Provided passage:
Pierpaolo Barbieri is Ernest May Fellow at the Belfer Center for Science and International Affairs at Harvard Kennedy School. His book, Hitler’s Shadow Empire: Nazi Economics and the Spanish Civil War, will be published later this year.
6 comments
Why is this right wing trash published in this magazine? Austerity is poised to bring down Europe and America with it.
- Erik_S
January 30, 2012 at 1:39pm
As I understand, Brussel's representative to Greece (a Greek himself), who is just supposed to just calculate the actual deficit, is currently facing charges that could lead to a life sentence: http://m.npr.org/news/World/143766906 There's clearly a strong desire to fix things there! Does the ECB need a a special forces team to rescue its technocrats?
- Nari224
January 30, 2012 at 1:49pm
My two proposals/projects/demands for TNR this year are 1) address the gradual disappearance of human labor as part of human society/economics and 2) develop a TNR, Jr. edition. While #1 is also relevant to the economic crisis in Europe, here I will talk about #2. I purchased for my granddaughter a subscription to National Geographic, Jr as a Christmas present. As her co-mommies want her to be optimistic and positive and age-appropriate in what she reads, I can't buy her a sub to adult TNR. Recently, however, I had a vision of what this tyke journal would be like. As I had breakfast with my family (during our visit celebrating several birthdays), the adults somehow fell into a discussion of the European debt crisis. AE (my seven-year-old non-genetic granddaughter) asked for an explanation. I mentioned that she sometimes borrows money from future payments of her allowance [to buy an “American girl” doll, for example). http://en.wikipedia.org/wiki/American_Girl “If you don't repay the money you borrow, what will happen?” I asked her. As she is a very bright little girl, she quickly concluded that mommies would be very reluctant to advance her future loans. I offer this as an example of how TNR, Jr. could address fiscal responsibility and economic consequences. She is fairly well prepared for issues such as same sex marriage (having two mommies who live in Seattle and two daddies who live in Chicago) but TNR, Jr. could address that issue for children who might grow up thinking that marriage must be between a man and a woman. She attends an exclusive private school that makes a fetish out of diversity (skin color, ethnic background, religious belief), but TNR Jr. (some overlap here with National Geo, Jr. but that's OK) can prepare children from diversity-starved backgrounds for entering the rainbow society. And so on. Of course, TNR, Jr. should indoctrinate the little tykes on the need to be liberals, while it's at it.

[Collected data]
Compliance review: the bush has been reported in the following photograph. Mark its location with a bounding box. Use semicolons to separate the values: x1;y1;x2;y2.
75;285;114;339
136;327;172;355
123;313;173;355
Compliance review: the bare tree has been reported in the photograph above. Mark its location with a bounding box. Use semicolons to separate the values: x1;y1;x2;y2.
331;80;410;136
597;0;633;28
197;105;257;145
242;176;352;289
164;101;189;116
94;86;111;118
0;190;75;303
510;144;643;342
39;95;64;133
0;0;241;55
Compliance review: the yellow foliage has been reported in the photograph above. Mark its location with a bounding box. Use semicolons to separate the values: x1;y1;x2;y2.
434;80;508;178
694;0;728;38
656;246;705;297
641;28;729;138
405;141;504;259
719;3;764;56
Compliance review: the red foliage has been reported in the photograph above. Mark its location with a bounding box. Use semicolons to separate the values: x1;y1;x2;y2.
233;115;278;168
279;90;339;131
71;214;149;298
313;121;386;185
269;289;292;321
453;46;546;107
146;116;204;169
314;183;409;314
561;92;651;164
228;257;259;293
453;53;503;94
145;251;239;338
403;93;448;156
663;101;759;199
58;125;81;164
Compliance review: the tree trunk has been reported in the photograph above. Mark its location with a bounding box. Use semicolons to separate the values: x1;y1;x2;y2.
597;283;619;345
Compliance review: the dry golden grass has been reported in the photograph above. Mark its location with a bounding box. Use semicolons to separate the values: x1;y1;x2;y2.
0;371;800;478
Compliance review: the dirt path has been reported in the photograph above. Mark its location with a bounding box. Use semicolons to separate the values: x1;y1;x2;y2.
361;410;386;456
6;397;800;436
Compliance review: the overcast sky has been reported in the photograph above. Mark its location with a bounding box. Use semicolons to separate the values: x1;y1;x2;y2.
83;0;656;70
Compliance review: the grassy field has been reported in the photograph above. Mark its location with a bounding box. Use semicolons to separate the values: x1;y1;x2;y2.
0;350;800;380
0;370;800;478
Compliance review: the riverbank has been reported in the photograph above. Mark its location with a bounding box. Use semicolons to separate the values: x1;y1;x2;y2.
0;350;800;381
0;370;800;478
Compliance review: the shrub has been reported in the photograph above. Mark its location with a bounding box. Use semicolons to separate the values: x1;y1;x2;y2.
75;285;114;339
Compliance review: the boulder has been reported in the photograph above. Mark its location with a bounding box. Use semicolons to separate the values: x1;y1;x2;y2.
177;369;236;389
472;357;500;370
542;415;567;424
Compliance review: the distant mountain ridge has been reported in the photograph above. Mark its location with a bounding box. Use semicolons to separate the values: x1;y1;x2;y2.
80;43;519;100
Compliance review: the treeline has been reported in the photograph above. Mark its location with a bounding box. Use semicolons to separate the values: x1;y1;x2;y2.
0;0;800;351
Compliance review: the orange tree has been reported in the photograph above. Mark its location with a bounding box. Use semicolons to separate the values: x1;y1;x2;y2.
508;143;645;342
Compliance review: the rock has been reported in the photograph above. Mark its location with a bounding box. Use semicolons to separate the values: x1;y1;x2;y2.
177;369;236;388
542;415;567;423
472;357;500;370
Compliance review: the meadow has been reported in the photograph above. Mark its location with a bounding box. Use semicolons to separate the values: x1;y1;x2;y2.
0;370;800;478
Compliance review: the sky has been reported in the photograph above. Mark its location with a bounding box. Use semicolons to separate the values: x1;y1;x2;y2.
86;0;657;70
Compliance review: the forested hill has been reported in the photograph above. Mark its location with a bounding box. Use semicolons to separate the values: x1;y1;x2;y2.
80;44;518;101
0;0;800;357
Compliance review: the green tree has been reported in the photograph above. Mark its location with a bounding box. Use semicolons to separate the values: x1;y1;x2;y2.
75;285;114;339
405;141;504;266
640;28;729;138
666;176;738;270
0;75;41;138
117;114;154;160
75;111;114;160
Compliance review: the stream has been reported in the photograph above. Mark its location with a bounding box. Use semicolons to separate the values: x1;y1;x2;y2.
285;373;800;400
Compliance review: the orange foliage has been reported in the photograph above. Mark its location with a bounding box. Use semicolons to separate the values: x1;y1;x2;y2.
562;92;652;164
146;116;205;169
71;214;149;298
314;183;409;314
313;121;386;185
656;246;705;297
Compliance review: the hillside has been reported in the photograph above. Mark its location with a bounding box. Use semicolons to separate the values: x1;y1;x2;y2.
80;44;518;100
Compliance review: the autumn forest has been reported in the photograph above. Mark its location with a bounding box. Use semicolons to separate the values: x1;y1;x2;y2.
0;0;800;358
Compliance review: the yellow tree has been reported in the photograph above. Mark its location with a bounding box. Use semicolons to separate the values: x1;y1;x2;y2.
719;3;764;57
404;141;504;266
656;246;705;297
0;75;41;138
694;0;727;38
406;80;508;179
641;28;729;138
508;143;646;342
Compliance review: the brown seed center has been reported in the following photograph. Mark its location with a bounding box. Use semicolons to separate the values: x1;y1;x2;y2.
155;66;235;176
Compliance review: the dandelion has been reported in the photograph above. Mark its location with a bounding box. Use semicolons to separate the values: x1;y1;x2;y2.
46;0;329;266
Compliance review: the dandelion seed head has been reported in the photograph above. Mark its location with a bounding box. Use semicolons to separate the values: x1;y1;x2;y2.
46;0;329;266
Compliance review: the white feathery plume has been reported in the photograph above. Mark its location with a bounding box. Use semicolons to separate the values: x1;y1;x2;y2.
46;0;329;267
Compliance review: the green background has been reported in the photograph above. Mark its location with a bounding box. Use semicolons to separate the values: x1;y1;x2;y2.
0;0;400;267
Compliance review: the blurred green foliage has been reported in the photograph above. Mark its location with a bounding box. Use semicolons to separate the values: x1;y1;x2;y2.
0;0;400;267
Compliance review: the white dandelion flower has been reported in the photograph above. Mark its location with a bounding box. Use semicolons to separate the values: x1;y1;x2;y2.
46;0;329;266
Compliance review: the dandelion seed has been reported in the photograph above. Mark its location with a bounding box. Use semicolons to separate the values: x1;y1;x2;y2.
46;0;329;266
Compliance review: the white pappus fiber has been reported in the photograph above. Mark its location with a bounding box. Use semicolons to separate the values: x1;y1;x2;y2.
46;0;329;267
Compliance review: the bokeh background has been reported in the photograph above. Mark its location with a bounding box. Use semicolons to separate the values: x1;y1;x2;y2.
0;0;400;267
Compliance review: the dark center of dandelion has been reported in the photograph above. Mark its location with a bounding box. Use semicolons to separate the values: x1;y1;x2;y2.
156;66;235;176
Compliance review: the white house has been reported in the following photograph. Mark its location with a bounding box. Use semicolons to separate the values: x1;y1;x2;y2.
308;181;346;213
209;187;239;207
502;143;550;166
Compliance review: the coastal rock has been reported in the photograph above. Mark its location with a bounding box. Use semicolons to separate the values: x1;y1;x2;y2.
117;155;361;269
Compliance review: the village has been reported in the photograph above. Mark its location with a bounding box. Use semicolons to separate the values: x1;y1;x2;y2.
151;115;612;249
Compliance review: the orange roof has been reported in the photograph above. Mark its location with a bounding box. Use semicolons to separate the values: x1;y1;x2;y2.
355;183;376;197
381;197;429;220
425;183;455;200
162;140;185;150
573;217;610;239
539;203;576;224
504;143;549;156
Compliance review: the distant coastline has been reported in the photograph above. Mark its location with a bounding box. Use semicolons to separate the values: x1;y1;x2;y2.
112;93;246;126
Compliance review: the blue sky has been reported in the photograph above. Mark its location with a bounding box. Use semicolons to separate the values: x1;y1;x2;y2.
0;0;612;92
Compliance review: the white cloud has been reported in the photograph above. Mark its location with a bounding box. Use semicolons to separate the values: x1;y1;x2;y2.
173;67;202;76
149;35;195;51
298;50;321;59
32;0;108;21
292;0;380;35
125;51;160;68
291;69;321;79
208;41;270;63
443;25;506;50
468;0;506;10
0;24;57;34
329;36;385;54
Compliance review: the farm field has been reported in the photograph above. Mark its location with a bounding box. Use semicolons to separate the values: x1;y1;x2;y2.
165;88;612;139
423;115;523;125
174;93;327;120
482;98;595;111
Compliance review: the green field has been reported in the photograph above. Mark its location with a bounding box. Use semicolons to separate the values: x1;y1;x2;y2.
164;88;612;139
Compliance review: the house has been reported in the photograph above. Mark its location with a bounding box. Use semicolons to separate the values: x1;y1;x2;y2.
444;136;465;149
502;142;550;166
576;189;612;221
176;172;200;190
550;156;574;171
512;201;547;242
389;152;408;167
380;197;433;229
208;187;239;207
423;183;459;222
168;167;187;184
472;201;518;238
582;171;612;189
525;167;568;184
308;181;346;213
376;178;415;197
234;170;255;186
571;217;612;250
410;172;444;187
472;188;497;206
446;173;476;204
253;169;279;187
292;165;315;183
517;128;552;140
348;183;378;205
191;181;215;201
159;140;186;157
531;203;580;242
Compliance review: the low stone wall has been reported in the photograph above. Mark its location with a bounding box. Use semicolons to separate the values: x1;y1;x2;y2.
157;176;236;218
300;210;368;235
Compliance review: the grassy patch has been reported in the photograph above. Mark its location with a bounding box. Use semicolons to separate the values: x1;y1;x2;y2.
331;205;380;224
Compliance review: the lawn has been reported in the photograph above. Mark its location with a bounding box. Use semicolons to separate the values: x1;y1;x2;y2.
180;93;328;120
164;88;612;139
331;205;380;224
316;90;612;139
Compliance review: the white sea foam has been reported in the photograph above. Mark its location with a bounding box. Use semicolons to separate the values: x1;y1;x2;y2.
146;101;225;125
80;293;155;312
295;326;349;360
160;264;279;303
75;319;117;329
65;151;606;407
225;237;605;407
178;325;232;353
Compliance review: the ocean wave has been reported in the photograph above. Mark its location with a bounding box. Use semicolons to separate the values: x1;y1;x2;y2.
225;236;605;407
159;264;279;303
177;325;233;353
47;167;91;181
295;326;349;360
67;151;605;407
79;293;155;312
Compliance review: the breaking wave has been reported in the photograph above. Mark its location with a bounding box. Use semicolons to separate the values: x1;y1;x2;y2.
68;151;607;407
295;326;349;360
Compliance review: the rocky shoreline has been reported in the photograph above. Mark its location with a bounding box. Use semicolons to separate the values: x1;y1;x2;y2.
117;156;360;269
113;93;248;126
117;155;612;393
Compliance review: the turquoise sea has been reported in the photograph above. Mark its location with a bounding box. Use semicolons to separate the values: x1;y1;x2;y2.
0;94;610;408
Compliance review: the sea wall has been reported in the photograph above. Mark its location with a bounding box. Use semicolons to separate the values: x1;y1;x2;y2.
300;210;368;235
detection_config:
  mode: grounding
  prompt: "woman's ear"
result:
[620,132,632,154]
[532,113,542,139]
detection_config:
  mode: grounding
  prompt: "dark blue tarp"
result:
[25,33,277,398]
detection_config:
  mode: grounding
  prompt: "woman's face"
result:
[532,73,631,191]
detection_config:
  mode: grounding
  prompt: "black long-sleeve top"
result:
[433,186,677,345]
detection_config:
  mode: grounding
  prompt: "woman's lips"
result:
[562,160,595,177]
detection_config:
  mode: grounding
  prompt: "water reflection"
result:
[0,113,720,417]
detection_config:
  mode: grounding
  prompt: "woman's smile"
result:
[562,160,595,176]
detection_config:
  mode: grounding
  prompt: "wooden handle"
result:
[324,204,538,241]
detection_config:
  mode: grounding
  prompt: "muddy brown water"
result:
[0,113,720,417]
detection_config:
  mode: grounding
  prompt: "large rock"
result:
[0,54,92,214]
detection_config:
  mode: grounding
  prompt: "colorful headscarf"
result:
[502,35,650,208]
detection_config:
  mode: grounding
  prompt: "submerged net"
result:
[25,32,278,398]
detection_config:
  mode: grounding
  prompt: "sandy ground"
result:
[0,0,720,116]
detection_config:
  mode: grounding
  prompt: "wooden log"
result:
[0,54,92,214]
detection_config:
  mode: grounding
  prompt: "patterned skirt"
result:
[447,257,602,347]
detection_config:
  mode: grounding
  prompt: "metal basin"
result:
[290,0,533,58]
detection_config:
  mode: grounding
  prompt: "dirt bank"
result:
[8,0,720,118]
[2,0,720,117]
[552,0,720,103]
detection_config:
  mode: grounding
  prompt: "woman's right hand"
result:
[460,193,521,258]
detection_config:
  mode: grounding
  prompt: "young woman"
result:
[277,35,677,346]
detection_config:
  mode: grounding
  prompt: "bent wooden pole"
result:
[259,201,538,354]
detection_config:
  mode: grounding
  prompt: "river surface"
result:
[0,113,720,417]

Exercise requirements:
A. In the provided passage, what position does Pierpaolo Barbieri hold?
B. The provided passage says the granddaughter's school makes a fetish out of diversity. List every kind of diversity named in the parentheses that follow.
C. Quote the provided passage word for word, starting with "Pierpaolo Barbieri is" and going on through "rescue its technocrats?".

Results of the tasks:
A. He is Ernest May Fellow at the Belfer Center for Science and International Affairs at Harvard Kennedy School.

B. Skin color, ethnic background, religious belief

C.
Pierpaolo Barbieri is Ernest May Fellow at the Belfer Center for Science and International Affairs at Harvard Kennedy School. His book, Hitler’s Shadow Empire: Nazi Economics and the Spanish Civil War, will be published later this year.
6 comments
Why is this right wing trash published in this magazine? Austerity is poised to bring down Europe and America with it.
- Erik_S
January 30, 2012 at 1:39pm
As I understand, Brussel's representative to Greece (a Greek himself), who is just supposed to just calculate the actual deficit, is currently facing charges that could lead to a life sentence: http://m.npr.org/news/World/143766906 There's clearly a strong desire to fix things there! Does the ECB need a a special forces team to rescue its technocrats?